▶ **Exercise text**
■ ■ ■ ■ ■

LOW interest rates, market confidence and better incoming-producing properties are creating a highly active real estate market across the Surat Basin, limiting buying stock and ensuring rentals are hard to come by.

Real estate agents are reporting property turnover rates similar to pre-gas boom levels, while the Australian Reserve Bank cash rate remains at record lows – currently 0.1%.

Better rain seasons over the past 12 months are also being attributed to a squeeze in the availability of agricultural properties, while first time local buyers are snapping up homes in town for “bargain” prices.

Elders Dalby sales manager Brian Laverty said his office was on track to sell a record number of homes this financial year, with some 750 rentals currently on the books and only nine properties on the market.

“Sales numbers for this financial year are nearly as strong as what I’ve seen in my 15 years in real estate,” Mr Laverty said.

“There are bargains out there for buyers. There’s some great value and it’s also getting pushed a little bit because of the vacancy rates in the rental market.

“We’ll possibly get 80 sales for the financial year. The biggest year we ever had was in 2009 when we sold 72.

“People who are buying their first home are spending $230,000 to $250,000 and they were getting rentals for $320 a week. So they’re in a better position to be paying a house off with the current interest rates.”

Mr Laverty said while real estate in the region’s smaller towns such as Jandowae and Bell wasn’t “quite as strong”, larger centres such as Chinchilla and Roma appeared have similarly high activity.

Warren Barker, sales manager at Nutrien Harcourts Chinchilla, said a relative scarcity of rental vacancies was steering clients into the buyer market, creating higher turnover over for the past year than in 2018 and 2019.

■ ■ ■ ■ ■

▶ **Provided material**
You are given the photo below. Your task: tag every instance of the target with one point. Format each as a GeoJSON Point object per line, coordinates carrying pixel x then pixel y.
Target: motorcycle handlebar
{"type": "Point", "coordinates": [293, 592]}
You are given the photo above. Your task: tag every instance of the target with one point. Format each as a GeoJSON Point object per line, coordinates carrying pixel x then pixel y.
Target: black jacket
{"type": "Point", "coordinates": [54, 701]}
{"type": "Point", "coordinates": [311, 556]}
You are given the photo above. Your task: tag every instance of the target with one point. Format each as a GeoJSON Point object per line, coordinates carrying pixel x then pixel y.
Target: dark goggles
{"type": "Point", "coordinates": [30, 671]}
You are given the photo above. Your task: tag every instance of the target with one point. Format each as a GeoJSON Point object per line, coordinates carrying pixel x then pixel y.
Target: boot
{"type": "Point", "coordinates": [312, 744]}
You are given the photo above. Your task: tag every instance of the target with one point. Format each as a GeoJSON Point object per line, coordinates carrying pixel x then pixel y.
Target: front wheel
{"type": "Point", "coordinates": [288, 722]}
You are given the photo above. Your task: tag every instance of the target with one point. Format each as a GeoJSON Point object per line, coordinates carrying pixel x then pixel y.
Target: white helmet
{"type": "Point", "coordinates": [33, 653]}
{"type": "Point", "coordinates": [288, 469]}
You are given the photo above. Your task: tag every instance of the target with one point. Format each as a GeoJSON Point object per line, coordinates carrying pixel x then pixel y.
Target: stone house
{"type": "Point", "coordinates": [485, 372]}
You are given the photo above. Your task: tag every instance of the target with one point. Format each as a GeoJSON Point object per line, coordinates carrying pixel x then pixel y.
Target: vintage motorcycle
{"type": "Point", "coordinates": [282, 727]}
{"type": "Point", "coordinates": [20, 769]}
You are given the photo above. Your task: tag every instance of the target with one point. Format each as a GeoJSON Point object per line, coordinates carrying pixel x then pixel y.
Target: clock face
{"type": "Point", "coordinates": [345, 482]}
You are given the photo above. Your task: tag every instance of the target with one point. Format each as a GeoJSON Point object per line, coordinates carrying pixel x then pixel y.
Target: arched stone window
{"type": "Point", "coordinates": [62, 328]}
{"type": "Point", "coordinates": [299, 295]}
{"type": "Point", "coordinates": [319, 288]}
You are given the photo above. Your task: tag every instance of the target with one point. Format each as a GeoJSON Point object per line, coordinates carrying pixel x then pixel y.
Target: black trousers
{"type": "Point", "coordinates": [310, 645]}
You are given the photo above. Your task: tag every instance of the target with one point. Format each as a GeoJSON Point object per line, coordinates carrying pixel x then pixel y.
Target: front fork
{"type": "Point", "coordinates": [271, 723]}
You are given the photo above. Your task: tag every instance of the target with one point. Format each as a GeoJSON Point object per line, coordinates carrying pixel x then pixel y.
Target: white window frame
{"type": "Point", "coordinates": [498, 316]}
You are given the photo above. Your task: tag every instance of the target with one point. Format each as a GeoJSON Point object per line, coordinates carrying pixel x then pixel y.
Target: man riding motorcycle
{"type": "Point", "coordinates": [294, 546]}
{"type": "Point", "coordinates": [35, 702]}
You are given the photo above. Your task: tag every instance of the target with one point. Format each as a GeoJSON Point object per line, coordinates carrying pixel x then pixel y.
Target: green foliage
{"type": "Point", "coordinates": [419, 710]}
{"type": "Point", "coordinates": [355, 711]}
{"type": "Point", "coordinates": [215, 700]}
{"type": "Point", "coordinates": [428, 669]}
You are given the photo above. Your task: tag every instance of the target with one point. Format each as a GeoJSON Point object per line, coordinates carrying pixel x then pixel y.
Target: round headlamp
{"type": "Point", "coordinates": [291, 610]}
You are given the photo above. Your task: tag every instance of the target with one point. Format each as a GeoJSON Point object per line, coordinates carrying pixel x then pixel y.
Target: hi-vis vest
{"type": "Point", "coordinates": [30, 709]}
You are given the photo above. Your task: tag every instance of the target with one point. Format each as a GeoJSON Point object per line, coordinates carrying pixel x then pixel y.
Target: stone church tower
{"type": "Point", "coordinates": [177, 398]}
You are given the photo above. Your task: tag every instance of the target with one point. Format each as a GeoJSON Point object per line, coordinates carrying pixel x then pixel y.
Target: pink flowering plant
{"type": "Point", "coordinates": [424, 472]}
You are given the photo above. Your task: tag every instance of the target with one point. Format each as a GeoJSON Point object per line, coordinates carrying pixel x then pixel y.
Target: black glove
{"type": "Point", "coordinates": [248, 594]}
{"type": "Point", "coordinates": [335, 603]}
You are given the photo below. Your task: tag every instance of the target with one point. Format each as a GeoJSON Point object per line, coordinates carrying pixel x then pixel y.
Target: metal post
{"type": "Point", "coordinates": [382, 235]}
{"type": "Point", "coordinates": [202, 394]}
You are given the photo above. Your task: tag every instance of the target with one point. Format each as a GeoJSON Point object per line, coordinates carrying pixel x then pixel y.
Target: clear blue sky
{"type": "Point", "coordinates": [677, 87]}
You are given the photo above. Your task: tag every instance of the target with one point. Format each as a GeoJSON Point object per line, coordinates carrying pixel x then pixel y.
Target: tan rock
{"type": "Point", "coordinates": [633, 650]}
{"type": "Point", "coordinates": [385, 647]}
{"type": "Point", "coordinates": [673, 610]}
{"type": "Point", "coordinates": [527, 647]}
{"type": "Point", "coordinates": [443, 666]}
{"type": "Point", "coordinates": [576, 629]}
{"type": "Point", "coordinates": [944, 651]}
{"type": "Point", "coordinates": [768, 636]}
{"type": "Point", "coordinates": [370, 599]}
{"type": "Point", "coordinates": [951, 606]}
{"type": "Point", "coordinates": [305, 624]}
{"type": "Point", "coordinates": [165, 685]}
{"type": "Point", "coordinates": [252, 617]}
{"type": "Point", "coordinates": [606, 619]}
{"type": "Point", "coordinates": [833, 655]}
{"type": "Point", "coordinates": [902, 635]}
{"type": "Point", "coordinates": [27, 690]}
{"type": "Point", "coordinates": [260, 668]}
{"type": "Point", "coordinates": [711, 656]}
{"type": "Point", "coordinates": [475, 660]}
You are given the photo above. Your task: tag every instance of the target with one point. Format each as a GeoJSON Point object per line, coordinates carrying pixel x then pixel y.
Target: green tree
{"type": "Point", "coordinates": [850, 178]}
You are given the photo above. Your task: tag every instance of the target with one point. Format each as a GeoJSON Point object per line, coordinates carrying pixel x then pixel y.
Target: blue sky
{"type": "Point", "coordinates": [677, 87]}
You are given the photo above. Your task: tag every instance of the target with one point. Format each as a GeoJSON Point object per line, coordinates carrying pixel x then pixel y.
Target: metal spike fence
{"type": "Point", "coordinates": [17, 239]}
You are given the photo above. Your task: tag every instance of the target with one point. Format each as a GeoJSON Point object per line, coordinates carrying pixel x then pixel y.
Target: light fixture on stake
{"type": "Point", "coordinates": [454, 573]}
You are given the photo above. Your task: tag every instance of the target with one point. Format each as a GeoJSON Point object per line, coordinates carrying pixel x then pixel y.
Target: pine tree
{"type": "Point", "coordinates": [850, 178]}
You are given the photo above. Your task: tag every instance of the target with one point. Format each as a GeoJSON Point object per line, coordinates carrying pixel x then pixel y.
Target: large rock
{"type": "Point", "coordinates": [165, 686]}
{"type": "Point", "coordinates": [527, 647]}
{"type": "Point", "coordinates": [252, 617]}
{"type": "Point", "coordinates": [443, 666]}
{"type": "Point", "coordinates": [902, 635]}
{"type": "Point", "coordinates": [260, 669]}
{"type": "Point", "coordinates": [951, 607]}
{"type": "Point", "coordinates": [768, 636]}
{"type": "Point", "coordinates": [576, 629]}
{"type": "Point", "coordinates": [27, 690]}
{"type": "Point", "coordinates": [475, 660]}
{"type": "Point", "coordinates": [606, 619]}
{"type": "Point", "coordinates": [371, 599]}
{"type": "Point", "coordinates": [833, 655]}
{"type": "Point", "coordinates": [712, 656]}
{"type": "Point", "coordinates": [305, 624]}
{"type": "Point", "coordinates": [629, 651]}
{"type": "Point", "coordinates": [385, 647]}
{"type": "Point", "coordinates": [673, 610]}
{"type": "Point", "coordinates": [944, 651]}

■ ■ ■ ■ ■

▶ **Activity list**
1. From the article on the Surat Basin property market, list the towns Mr Laverty names as either smaller towns or larger centres of the region.
2. According to the Surat Basin property article, which year had been the biggest for sales at Mr Laverty's office, and how many were sold that year?
3. Pick up the article on the Surat Basin property market after its final sentence and continue writing it.

▶ **Outputs in order**
1. Jandowae, Bell, Chinchilla, Roma

2. The biggest year was 2009, when the office sold 72.

3.
“If the price is right the property won’t last long. A lot of them are selling before they’re even listed online,” Mr Barker said.

“At the moment agricultural properties are more active than in town, especially the bigger places – incoming producing places – they’ve been hot property.

“That probably comes down to the lowest interest rates. There’s cheap money and it’s filtering into smaller blocks as well.

“There’s obviously confidence out there. Cattle prices are strong, there ’s been rain.  

“It’s brighter than I’ve seen in a long time.”

Ray White Roma principal Michelle Cloherty said rentals in the Maranoa capital were currently “very tight” while sales turnover was also high.

She attributed the activity to financial savings some buyers had made during the uneventful pandemic period.

“There are vacancies coming up all the time but it’s hard to keep up with the demand,” she said.

“When it comes to sales, I’m doing quite a few conjunctions with other agents as well as the ones we’re doing ourselves, just to keep across all the properties.

“It’s busier now than it has been since I’ve been here.”